• [Brano di lettura]:

►

Riuscirà Maurizio Costanzo a dimostrare che il vate Ugo Straniero vive di vita propria?

“Come sei triste | ahi ahi | all’imbarcadero. | Per te racconto | di quel gran mistero | del gatto nero | ahi ahi | il gatto nero all’imbarcadero. | Per tua tranquillità | da artista ad impiegato | in un ministero | ahi ahi | il ministero dell’imbarcadero | Ahi ahi | te ed io lungo il sentiero | che porta | all’imbarcadero.”
Colpo di sole? No: Ugo Straniero. O meglio: una delle recenti liriche firmate Ugo Straniero apparse nella rubrica di Maurizio Costanzo sul settimanale Chi.

◄

• [Righe]:

►

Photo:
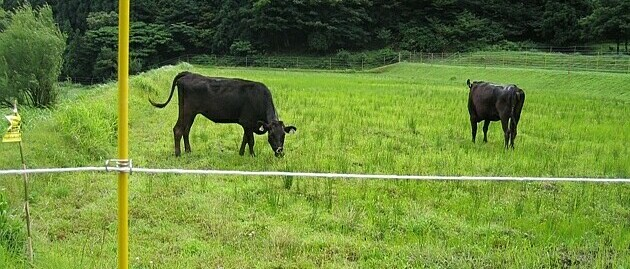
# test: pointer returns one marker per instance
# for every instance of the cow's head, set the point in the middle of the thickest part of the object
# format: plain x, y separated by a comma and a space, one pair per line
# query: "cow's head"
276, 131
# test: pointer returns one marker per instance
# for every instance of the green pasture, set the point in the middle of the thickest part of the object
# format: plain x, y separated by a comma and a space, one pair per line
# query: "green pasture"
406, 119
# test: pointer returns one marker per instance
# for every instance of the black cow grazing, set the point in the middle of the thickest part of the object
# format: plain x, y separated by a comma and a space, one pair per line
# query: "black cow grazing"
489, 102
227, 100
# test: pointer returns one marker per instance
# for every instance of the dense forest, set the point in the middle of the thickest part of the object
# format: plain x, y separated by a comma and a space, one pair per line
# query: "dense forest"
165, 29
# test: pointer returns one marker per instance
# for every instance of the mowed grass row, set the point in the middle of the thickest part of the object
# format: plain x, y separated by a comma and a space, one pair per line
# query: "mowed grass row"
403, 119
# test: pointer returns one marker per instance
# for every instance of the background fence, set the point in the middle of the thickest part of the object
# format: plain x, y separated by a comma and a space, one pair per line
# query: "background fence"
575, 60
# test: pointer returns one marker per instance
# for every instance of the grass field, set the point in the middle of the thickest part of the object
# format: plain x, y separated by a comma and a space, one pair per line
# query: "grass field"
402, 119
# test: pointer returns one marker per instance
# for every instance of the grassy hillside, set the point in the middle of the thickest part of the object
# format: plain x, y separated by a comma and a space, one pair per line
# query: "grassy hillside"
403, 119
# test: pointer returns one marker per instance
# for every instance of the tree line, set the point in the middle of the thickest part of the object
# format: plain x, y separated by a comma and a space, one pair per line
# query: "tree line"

◄

Riproduci fedelmente e per intero il brano di lettura su Ugo Straniero. Le righe provengono da un'altra fonte.

Riuscirà Maurizio Costanzo a dimostrare che il vate Ugo Straniero vive di vita propria?

“Come sei triste | ahi ahi | all’imbarcadero. | Per te racconto | di quel gran mistero | del gatto nero | ahi ahi | il gatto nero all’imbarcadero. | Per tua tranquillità | da artista ad impiegato | in un ministero | ahi ahi | il ministero dell’imbarcadero | Ahi ahi | te ed io lungo il sentiero | che porta | all’imbarcadero.”
Colpo di sole? No: Ugo Straniero. O meglio: una delle recenti liriche firmate Ugo Straniero apparse nella rubrica di Maurizio Costanzo sul settimanale Chi.